[start of DATA SHOWN]
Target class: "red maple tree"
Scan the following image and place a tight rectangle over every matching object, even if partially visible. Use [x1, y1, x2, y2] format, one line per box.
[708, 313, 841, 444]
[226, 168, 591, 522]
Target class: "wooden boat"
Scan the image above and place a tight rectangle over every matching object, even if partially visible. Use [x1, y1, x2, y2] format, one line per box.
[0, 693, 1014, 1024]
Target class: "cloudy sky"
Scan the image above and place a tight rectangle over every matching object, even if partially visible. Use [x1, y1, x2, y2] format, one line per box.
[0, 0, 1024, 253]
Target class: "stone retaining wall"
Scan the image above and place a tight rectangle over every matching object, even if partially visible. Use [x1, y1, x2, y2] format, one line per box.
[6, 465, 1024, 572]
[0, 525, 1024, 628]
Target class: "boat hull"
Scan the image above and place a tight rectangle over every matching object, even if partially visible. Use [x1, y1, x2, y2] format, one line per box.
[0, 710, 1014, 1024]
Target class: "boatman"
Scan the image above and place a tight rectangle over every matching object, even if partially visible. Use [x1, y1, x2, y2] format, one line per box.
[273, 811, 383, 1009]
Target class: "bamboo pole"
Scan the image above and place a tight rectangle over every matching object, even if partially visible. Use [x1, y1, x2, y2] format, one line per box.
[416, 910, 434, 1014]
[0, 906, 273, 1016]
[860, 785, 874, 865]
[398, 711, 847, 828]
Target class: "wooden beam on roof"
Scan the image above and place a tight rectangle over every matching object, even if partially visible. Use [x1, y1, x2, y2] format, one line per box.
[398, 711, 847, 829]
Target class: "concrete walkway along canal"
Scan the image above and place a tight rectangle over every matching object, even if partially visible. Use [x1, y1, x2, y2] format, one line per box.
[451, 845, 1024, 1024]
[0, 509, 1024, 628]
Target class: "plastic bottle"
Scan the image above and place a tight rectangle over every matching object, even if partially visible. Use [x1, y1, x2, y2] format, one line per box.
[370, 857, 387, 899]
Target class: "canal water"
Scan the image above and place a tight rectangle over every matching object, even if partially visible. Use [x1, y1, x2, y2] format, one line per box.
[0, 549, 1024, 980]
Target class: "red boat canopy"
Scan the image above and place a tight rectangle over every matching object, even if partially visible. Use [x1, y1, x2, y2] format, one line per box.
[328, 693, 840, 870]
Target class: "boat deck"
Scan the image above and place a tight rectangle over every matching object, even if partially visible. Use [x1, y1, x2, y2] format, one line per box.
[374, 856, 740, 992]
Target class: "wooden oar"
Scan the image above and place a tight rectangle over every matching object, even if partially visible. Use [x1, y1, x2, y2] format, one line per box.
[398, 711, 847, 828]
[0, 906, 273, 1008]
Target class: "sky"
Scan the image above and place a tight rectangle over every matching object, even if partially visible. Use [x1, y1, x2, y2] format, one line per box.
[end of DATA SHOWN]
◆ **PROBLEM**
Format all of the records above as a JSON list of strings, with one string for each line and any blank lines omitted.

◆ **RESULT OF THE TASK**
[
  "Target class: \"red maple tree\"",
  "Scan the following image and place a tight rectangle over every matching object, even if partially visible. Use [x1, y1, x2, y2] format, one line per box.",
  "[708, 313, 841, 444]",
  "[226, 168, 591, 522]",
  "Target class: \"wooden boat\"",
  "Scan the image above and place a tight rectangle over every matching object, even if partially visible. Use [x1, y1, x2, y2] format, one line per box.",
  "[0, 693, 1014, 1024]",
  "Target class: \"cloudy sky\"",
  "Scan the image above and place a tight rectangle over every matching object, even if partially visible. Use [x1, y1, x2, y2] format, one line per box.",
  "[0, 0, 1024, 253]",
  "Target class: \"stone retaining wall\"",
  "Scan the image above and place a tight rectangle over every matching object, even if partially visible. Use [x1, y1, x2, y2] format, one line per box.",
  "[6, 465, 1024, 572]",
  "[0, 525, 1024, 628]",
  "Target class: \"boat hull\"",
  "Scan the image above and place a tight rectangle over every matching object, even if partially visible. Use [x1, y1, x2, y2] format, one line per box.",
  "[0, 710, 1014, 1024]",
  "Target class: \"boatman\"",
  "Scan the image above and place a tight rectangle over every matching object, even if partially visible. Use [x1, y1, x2, y2] format, one line per box.",
  "[273, 811, 383, 1009]",
  "Target class: \"bamboo pole\"",
  "Scan the image above and place a tight rectangle over every matching object, even if partially visible. Use [x1, y1, x2, y2] format, one line per box.",
  "[416, 910, 434, 1014]",
  "[0, 906, 273, 1016]",
  "[860, 785, 874, 865]",
  "[398, 711, 847, 828]",
  "Target class: \"wooden beam on roof\"",
  "Scan the image above and place a tight rectangle over every matching object, even if partially visible. Use [x1, y1, x2, y2] format, one line per box.",
  "[398, 711, 847, 829]",
  "Target class: \"concrete walkway along canal\"",
  "Scan the image above and place a tight rectangle over every matching object, even if partially visible. Use [x1, y1, x2, y2] format, one line per box.",
  "[451, 845, 1024, 1024]",
  "[0, 509, 1024, 628]",
  "Target class: \"plastic bottle\"",
  "Scan the image above and place a tight rectangle over every matching object, even if partially visible. Use [x1, y1, x2, y2] format, one line per box.",
  "[370, 857, 387, 899]",
  "Target class: \"canal water\"",
  "Scan the image above and place a tight rectangle over every matching object, even if partially visible. Use [x1, y1, x2, y2] format, one line per box.",
  "[0, 549, 1024, 980]",
  "Target class: \"red boat canopy\"",
  "Scan the image above and place a tight rectangle over every matching object, even if partially visible. Use [x1, y1, x2, y2] format, one line per box.",
  "[328, 693, 840, 870]",
  "Target class: \"boat deck\"",
  "Scan the image above and place a tight rectangle over every matching object, even if partially visible. Use [x1, y1, x2, y2] format, one line per box.",
  "[374, 856, 740, 992]",
  "Target class: \"wooden oar\"",
  "Scan the image above and place a tight rectangle over every matching object, even if partially visible. Use [x1, y1, x2, y2] format, one line per box.",
  "[398, 711, 847, 828]",
  "[0, 906, 273, 1008]",
  "Target class: \"sky\"",
  "Scan the image above and place a tight rectangle over every matching object, even if partially visible. Use [x1, y1, x2, y2] format, one line per box."
]